### Written instruction
Convert the lines below into a JSON list of strings, one string per line, and leave out the blank lines.

### Provided material
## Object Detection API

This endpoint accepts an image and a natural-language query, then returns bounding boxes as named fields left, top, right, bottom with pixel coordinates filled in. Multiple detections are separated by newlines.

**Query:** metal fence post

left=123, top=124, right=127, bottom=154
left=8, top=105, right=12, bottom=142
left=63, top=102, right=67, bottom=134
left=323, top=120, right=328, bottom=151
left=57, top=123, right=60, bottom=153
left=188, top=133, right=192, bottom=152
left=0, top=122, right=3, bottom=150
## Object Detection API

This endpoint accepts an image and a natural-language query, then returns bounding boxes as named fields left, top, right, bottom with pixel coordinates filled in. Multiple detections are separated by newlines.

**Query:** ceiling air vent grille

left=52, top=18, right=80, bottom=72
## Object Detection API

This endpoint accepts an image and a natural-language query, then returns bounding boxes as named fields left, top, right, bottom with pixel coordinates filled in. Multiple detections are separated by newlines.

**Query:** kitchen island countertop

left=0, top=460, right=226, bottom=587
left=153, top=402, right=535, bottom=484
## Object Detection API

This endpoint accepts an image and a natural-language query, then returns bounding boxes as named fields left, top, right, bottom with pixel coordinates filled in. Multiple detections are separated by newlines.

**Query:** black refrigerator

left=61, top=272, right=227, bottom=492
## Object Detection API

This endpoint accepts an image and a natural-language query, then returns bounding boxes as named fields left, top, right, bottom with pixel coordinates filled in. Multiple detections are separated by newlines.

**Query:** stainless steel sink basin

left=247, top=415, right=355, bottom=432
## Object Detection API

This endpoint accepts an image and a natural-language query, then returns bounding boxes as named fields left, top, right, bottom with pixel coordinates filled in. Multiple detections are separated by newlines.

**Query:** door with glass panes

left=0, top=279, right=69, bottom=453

### Finished exercise
[
  "## Object Detection API",
  "This endpoint accepts an image and a natural-language query, then returns bounding boxes as named fields left, top, right, bottom with pixel coordinates filled in. Multiple detections are separated by newlines.",
  "**Query:** metal fence post",
  "left=123, top=124, right=127, bottom=154",
  "left=8, top=105, right=12, bottom=142",
  "left=63, top=102, right=67, bottom=134",
  "left=323, top=120, right=328, bottom=151",
  "left=57, top=123, right=60, bottom=153",
  "left=188, top=133, right=192, bottom=152",
  "left=0, top=122, right=3, bottom=150",
  "## Object Detection API",
  "This endpoint accepts an image and a natural-language query, then returns bounding boxes as named fields left, top, right, bottom with pixel coordinates filled in. Multiple detections are separated by newlines.",
  "**Query:** ceiling air vent grille",
  "left=52, top=18, right=80, bottom=72",
  "## Object Detection API",
  "This endpoint accepts an image and a natural-language query, then returns bounding boxes as named fields left, top, right, bottom with pixel coordinates filled in. Multiple detections are separated by newlines.",
  "**Query:** kitchen island countertop",
  "left=0, top=460, right=226, bottom=587",
  "left=153, top=402, right=535, bottom=484",
  "## Object Detection API",
  "This endpoint accepts an image and a natural-language query, then returns bounding boxes as named fields left, top, right, bottom with pixel coordinates filled in. Multiple detections are separated by newlines.",
  "**Query:** black refrigerator",
  "left=61, top=272, right=227, bottom=492",
  "## Object Detection API",
  "This endpoint accepts an image and a natural-language query, then returns bounding boxes as named fields left, top, right, bottom with pixel coordinates filled in. Multiple detections are separated by newlines.",
  "**Query:** stainless steel sink basin",
  "left=247, top=415, right=355, bottom=432",
  "## Object Detection API",
  "This endpoint accepts an image and a natural-language query, then returns bounding boxes as named fields left, top, right, bottom with pixel coordinates filled in. Multiple detections are separated by newlines.",
  "**Query:** door with glass panes",
  "left=0, top=279, right=69, bottom=453"
]